━━━━━ INPUT ━━━━━
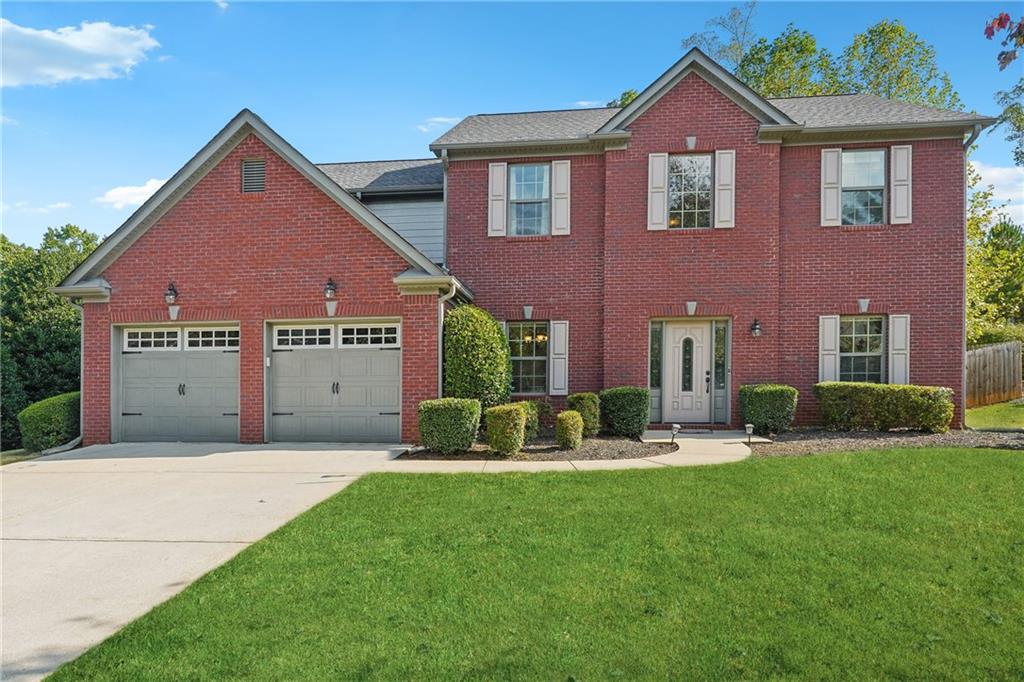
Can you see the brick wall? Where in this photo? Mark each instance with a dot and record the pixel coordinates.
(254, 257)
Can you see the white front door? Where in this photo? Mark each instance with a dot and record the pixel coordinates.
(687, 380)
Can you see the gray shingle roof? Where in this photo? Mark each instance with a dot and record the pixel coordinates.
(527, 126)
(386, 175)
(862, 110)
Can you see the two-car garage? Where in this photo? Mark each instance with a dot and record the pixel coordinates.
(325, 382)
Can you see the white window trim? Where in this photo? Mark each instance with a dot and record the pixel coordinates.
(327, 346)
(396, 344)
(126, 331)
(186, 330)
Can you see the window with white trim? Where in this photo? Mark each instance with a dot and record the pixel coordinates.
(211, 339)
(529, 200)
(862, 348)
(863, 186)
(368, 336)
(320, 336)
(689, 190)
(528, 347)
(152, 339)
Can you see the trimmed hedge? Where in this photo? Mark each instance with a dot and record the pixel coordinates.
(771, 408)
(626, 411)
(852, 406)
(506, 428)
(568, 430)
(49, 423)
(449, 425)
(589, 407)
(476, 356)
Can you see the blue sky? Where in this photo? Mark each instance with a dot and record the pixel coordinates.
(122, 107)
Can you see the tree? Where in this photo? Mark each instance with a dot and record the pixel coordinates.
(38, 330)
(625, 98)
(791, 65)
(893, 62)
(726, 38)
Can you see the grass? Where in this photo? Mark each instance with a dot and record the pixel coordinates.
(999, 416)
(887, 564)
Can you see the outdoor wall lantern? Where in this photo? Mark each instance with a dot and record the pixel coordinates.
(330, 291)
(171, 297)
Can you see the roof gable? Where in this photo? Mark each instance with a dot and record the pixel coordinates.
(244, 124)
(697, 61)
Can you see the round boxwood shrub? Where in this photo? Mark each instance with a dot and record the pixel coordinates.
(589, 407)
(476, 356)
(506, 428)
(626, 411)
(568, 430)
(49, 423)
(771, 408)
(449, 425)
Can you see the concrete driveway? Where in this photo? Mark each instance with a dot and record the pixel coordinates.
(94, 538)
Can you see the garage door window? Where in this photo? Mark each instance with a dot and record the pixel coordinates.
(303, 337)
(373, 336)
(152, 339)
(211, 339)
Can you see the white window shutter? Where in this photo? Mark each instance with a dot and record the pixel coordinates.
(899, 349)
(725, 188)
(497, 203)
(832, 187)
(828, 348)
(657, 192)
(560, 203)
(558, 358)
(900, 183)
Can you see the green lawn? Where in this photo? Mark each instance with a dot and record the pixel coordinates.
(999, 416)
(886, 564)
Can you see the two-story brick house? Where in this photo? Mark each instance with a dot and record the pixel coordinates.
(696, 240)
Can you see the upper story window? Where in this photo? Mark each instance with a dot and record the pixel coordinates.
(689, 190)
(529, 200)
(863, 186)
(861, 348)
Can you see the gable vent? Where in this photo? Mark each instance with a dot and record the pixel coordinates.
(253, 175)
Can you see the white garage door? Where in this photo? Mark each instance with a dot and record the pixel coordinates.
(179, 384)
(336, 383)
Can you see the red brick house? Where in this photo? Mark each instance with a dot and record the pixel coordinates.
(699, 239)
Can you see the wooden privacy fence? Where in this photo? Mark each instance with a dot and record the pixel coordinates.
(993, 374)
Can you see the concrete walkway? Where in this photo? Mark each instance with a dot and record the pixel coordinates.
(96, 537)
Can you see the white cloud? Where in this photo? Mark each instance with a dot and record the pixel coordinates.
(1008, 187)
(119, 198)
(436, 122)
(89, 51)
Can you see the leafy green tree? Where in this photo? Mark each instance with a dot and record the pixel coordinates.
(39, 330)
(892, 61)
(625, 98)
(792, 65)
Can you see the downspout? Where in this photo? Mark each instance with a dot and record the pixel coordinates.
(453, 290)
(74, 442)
━━━━━
| WHAT IS REQUIRED |
Please return exactly the lines from the one containing "Can you see the red" through the end of the entries above, adding no other line.

| SOLUTION TO THIS EXERCISE |
Can you see the red brick house? Where in this photo? Mark each instance with a dot and record the pixel coordinates.
(699, 239)
Can you see the wooden privacy fence? Where in this photo? Mark each instance with a dot and record the pixel coordinates.
(993, 374)
Can you see the concrete walkway? Where in this photo? Mark each instance with a dot and record the pixel coordinates.
(96, 537)
Can you see the white cloud? Where in this photo? Mark each instance with a dot and record the pixel coordinates.
(1008, 187)
(119, 198)
(436, 122)
(89, 51)
Can you see the leafy green tree? Where in this photo? Mark each instance with a dot and record the pixel coordinates.
(39, 330)
(892, 61)
(625, 98)
(792, 65)
Can you see the downspout? Where in this photo? Mark each instance with a dot and record the pixel coordinates.
(453, 290)
(74, 442)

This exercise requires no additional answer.